> [WHAT IS BEING ASKED] Return only this: the line with "merlon, that would be most helpful." and all the lines that follow it below, through the final one, exactly as they are.
------
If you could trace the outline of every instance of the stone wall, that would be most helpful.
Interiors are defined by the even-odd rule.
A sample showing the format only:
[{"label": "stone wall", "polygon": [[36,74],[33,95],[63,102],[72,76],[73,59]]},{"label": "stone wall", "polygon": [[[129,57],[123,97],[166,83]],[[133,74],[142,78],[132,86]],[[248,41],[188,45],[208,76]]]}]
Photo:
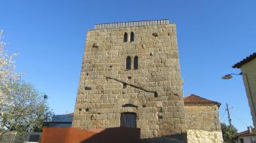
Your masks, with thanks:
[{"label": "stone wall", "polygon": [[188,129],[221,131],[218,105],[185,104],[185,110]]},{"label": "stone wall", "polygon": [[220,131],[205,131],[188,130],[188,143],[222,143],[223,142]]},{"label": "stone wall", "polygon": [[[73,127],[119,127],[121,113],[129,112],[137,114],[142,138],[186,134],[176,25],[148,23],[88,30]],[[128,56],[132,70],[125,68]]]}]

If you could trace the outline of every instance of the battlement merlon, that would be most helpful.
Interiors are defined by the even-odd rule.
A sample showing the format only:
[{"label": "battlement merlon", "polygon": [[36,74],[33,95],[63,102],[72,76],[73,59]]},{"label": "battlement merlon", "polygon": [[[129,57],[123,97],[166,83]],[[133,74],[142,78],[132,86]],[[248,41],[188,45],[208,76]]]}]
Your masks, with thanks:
------
> [CORRECT RESULT]
If you could trace the outline of every instance of the battlement merlon, that would be most helpful.
Interiors are defined by the even-odd rule.
A sample showing the format only:
[{"label": "battlement merlon", "polygon": [[36,74],[33,95],[63,102],[72,76],[73,59]]},{"label": "battlement merlon", "polygon": [[[129,57],[123,97],[166,83]],[[133,74],[142,78],[132,86]],[[248,41],[188,45],[208,76]]]}]
Your masks, with thanks:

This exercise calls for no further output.